# Task to carry out
Having read the data, transcribe all of it without deviation.

[Stored data entries]
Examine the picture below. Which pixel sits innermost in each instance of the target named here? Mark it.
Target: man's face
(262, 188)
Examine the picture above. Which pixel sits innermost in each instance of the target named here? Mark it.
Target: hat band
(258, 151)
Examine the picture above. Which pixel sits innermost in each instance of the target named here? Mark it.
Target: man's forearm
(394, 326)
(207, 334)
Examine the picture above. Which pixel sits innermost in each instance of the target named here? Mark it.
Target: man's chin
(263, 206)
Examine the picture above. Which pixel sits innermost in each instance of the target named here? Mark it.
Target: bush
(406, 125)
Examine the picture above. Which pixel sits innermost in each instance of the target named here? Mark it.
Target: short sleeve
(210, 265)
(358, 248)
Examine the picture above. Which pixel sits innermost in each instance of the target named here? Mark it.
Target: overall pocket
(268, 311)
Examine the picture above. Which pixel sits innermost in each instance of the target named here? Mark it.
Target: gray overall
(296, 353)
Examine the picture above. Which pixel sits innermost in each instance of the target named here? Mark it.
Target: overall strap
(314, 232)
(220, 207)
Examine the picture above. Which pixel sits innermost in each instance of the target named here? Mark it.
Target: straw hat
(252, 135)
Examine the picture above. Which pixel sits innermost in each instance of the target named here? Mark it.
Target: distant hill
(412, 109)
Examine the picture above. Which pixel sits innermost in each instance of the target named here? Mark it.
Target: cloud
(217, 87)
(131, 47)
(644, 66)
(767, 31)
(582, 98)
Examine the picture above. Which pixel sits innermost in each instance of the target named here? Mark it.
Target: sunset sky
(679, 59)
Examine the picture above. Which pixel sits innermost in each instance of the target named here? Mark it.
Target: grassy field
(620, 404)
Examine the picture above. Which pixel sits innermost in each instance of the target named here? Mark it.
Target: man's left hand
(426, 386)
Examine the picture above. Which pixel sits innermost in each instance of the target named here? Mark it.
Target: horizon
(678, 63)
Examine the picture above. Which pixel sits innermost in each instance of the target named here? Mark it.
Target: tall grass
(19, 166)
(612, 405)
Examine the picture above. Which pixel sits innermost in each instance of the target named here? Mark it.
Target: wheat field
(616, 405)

# Exercise result
Examine the picture below. Which pixel sits innermost in each instance of the target named here? Mark it.
Target: man's face
(262, 188)
Examine the picture above. Which pixel sits innermost in each instance of the target named here? Mark it.
Target: hat band
(258, 151)
Examine the picture above. Which pixel sits innermost in each instance of the target named here? Mark it.
Target: man's forearm
(394, 326)
(207, 334)
Examine the picture above. Which pixel sits innermost in each instance of the target named here? Mark it.
Target: man's chin
(263, 206)
Examine the picture above. Which pixel sits innermost in each instance of the target named here? Mark it.
Target: bush
(406, 125)
Examine the picture above. Which pixel sits innermost in each instance of the target named here? Mark it.
Target: short sleeve
(210, 265)
(358, 248)
Examine the picture above. Which pixel sits innermost in each instance of the target named here? Mark it.
Target: overall pocket
(268, 311)
Examine the picture above. Which pixel sits innermost in each instance of the target named here? Mark it.
Target: gray overall
(296, 353)
Examine the picture above. Which pixel sits innermost in each instance of the target named here? Mark it.
Target: overall strap
(314, 232)
(220, 207)
Examine the picture above. Which pixel sits innermost in each instance of the target named here? Mark it.
Target: straw hat
(252, 135)
Examine the picture above. Which pixel sits innermost in each instance of the target named here? Mark it.
Target: distant hill
(412, 109)
Examine the picture above. Which pixel sits innermost in each instance of the target named here? Mark it.
Target: cloud
(217, 87)
(131, 47)
(644, 66)
(767, 31)
(582, 98)
Examine the picture above. Which pixel sits innermost in each instance of the target named here? Mark it.
Target: sunset sky
(679, 59)
Examine the picture above. Which pixel sits innermost in each instance of the target named here? Mark it.
Target: grassy field
(620, 404)
Examine the picture above. Which pixel sits innermost in each instance of the target named here? Mark it.
Target: man's left hand
(426, 386)
Examine the picture above. Which pixel sits innermost in each instance of the target named here? Mark it.
Target: horizon
(678, 63)
Examine the picture above. Which pixel sits innermost in each instance of the target named here? Mark it.
Target: tall grass
(19, 166)
(612, 405)
Examine the picture above. Which pixel sits innermost in each instance of the target named here? Mark it.
Target: wheat field
(616, 405)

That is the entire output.